Ricopia per intero, senza alcuna modifica, l'estratto qui sotto sulla creazione naturale e sull'opera d'arte.

##### ESTRATTO DELLA FONTE #####

Un’altra differenza tra la creazione naturale e la creazione di un’opera d’arte sta in questo, che nella creazione naturale ogni creatura creata affianca, e segue, tutte le creature già create o che saranno create, nella sua particolarità specifica, una più grande, una più verde dell’altra foglia, mentre nella creazione artificiale, dell’opera d’arte, ogni pezzo d’arte sta per l’aspetto universale dell’oggetto creato, una volta per sempre. Quella è la specificità dell’oggetto naturale creato, di uno dei tanti oggetti simili tra di loro, questa è la verità dell’oggetto d’arte artificiale pure creato, ma unico. Qual è la verità dell’oggetto d’arte Storia di Faustine? Potrebbe evolvere nella direzione della verità paradigmatica, universale, di un caso clinico nella seconda metà dell’ottocento, dominato dalla isteria di Charcot e dagli albori della psicanalisi. Potrebbe evolvere nella descrizione paradigmatica della condizione della donna, vittima della sua sensibilità, nei confronti di un marito preda della volontà di potenza, dell’incomunicabilità della coppia ben prima dell’Avventura di Antonioni. Potrebbe svilupparsi nella direzione di Emma Bovary, dentro il paradigma de gli amori infelici, anche se l’amore di Emma era un amore di provincia, o dello scacco di una vita, anche se per Emma era lo scacco di una vita borghese? I modelli per Patrizia Crippa potrebbero allora essere la coppia di romanzi, da una parte, Sense and sensibility, di Jane Austin, “Ragione e sentimento”, e, dall’altra, Der Wille zur Macht, “La volontà di Potenza”, di Friederich Nietzsche. Potrebbe evolvere verso il paradigma del contrasto tra vita materiale e vita spirituale, secondo il ritratto di donna travolta dalla pietà, dal sacrificio, dalla preghiera, offerto da La porte étroite di André Gide?

##### DATI GREZZI #####

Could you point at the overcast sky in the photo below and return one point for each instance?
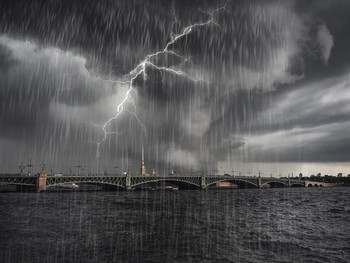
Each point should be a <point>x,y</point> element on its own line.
<point>255,85</point>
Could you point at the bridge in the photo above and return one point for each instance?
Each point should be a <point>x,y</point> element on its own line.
<point>43,181</point>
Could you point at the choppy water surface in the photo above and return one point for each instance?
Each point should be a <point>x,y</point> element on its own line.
<point>269,225</point>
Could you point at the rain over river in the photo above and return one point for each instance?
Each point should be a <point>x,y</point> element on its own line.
<point>240,225</point>
<point>236,87</point>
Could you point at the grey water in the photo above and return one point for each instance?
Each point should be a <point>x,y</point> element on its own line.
<point>242,225</point>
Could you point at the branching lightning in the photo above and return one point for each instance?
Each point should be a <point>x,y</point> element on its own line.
<point>140,70</point>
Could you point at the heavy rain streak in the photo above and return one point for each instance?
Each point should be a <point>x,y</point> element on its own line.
<point>164,98</point>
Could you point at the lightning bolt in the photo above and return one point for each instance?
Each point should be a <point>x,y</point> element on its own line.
<point>140,70</point>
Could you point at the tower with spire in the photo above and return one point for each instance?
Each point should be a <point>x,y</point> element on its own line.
<point>143,169</point>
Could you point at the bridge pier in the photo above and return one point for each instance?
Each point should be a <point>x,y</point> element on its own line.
<point>127,182</point>
<point>41,182</point>
<point>203,185</point>
<point>258,183</point>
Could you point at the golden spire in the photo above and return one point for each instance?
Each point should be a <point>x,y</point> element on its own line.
<point>143,169</point>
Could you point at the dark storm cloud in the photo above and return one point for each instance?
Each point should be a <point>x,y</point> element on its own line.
<point>251,78</point>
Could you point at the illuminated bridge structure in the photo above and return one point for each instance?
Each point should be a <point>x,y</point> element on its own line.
<point>43,181</point>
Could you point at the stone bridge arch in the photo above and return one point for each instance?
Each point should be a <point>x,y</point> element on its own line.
<point>240,182</point>
<point>275,184</point>
<point>179,182</point>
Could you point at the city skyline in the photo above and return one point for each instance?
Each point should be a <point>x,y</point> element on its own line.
<point>249,86</point>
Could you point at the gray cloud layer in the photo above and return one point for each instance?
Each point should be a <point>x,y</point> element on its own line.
<point>260,92</point>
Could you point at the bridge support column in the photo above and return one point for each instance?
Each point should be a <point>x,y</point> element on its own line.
<point>41,182</point>
<point>127,182</point>
<point>203,185</point>
<point>259,184</point>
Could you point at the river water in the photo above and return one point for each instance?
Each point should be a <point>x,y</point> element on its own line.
<point>241,225</point>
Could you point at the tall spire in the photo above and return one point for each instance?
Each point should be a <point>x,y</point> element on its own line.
<point>143,169</point>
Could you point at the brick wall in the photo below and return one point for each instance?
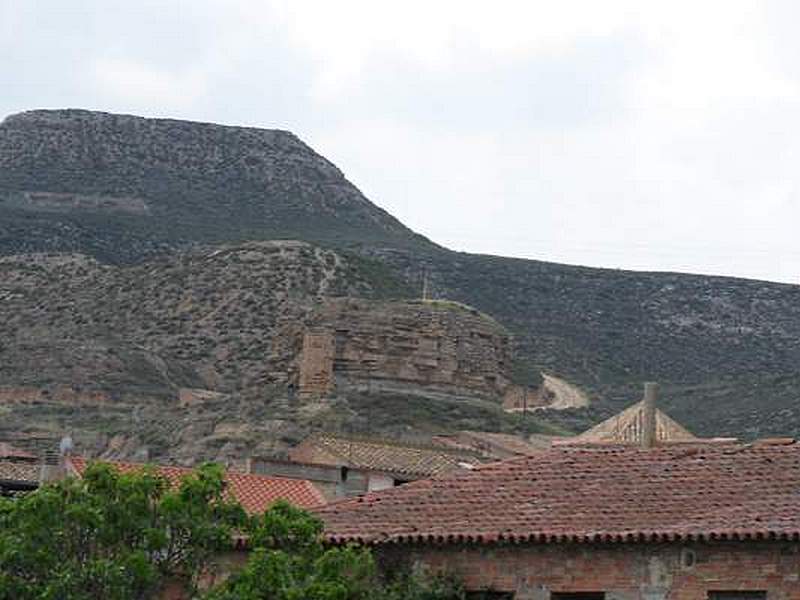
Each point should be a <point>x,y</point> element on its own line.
<point>623,571</point>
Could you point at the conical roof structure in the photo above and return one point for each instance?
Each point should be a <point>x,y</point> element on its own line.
<point>627,428</point>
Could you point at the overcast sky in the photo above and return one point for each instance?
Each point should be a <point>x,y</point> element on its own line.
<point>643,134</point>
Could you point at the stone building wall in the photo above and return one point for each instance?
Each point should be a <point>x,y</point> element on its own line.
<point>622,571</point>
<point>441,347</point>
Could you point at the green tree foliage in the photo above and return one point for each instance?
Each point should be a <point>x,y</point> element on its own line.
<point>289,562</point>
<point>113,536</point>
<point>125,536</point>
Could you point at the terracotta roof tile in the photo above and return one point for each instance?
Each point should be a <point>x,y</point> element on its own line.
<point>391,457</point>
<point>254,492</point>
<point>611,493</point>
<point>9,451</point>
<point>19,471</point>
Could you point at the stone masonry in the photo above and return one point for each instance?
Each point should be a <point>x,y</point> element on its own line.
<point>622,572</point>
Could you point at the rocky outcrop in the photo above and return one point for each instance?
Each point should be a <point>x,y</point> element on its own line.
<point>122,188</point>
<point>413,346</point>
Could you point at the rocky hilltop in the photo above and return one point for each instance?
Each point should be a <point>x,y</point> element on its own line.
<point>122,188</point>
<point>141,269</point>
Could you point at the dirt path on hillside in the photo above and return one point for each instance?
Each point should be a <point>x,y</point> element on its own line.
<point>566,394</point>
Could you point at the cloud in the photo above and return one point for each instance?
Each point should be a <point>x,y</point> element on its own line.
<point>622,134</point>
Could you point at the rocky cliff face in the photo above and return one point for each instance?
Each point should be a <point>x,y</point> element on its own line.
<point>121,187</point>
<point>82,191</point>
<point>429,349</point>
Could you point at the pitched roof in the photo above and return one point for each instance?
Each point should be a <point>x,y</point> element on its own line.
<point>389,456</point>
<point>590,493</point>
<point>626,428</point>
<point>254,492</point>
<point>9,451</point>
<point>496,445</point>
<point>19,472</point>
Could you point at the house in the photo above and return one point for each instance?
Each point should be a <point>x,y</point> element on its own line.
<point>717,521</point>
<point>368,464</point>
<point>20,471</point>
<point>496,446</point>
<point>254,492</point>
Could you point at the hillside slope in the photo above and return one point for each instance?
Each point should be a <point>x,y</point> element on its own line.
<point>122,188</point>
<point>125,190</point>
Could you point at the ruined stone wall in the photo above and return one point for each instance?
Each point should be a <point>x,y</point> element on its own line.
<point>622,571</point>
<point>316,363</point>
<point>62,394</point>
<point>397,345</point>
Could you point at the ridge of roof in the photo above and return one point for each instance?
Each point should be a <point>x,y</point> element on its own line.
<point>380,441</point>
<point>387,457</point>
<point>615,494</point>
<point>255,492</point>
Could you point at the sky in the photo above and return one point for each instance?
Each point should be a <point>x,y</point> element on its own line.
<point>626,134</point>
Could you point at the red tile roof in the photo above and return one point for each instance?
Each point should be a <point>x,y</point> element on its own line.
<point>254,492</point>
<point>611,493</point>
<point>9,451</point>
<point>19,471</point>
<point>387,456</point>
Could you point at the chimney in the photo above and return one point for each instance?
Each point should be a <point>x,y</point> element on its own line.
<point>649,415</point>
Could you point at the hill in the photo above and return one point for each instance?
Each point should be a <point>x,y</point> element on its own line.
<point>122,188</point>
<point>107,220</point>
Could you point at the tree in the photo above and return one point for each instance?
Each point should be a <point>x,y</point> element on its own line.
<point>290,562</point>
<point>126,536</point>
<point>113,536</point>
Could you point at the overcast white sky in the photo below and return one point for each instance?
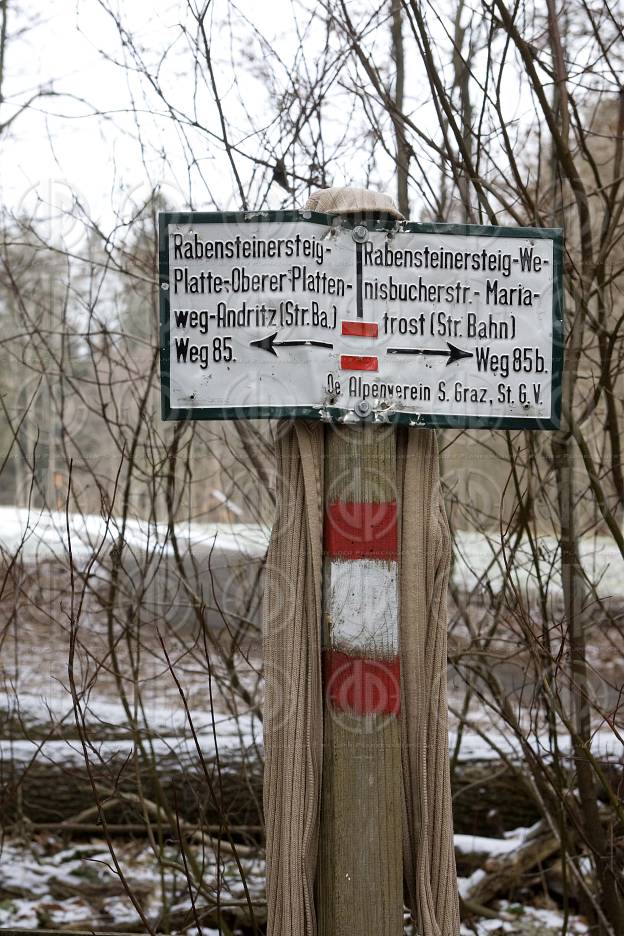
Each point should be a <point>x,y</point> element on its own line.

#####

■ RISULTATO ATTESO
Un’altra differenza tra la creazione naturale e la creazione di un’opera d’arte sta in questo, che nella creazione naturale ogni creatura creata affianca, e segue, tutte le creature già create o che saranno create, nella sua particolarità specifica, una più grande, una più verde dell’altra foglia, mentre nella creazione artificiale, dell’opera d’arte, ogni pezzo d’arte sta per l’aspetto universale dell’oggetto creato, una volta per sempre. Quella è la specificità dell’oggetto naturale creato, di uno dei tanti oggetti simili tra di loro, questa è la verità dell’oggetto d’arte artificiale pure creato, ma unico. Qual è la verità dell’oggetto d’arte Storia di Faustine? Potrebbe evolvere nella direzione della verità paradigmatica, universale, di un caso clinico nella seconda metà dell’ottocento, dominato dalla isteria di Charcot e dagli albori della psicanalisi. Potrebbe evolvere nella descrizione paradigmatica della condizione della donna, vittima della sua sensibilità, nei confronti di un marito preda della volontà di potenza, dell’incomunicabilità della coppia ben prima dell’Avventura di Antonioni. Potrebbe svilupparsi nella direzione di Emma Bovary, dentro il paradigma de gli amori infelici, anche se l’amore di Emma era un amore di provincia, o dello scacco di una vita, anche se per Emma era lo scacco di una vita borghese? I modelli per Patrizia Crippa potrebbero allora essere la coppia di romanzi, da una parte, Sense and sensibility, di Jane Austin, “Ragione e sentimento”, e, dall’altra, Der Wille zur Macht, “La volontà di Potenza”, di Friederich Nietzsche. Potrebbe evolvere verso il paradigma del contrasto tra vita materiale e vita spirituale, secondo il ritratto di donna travolta dalla pietà, dal sacrificio, dalla preghiera, offerto da La porte étroite di André Gide?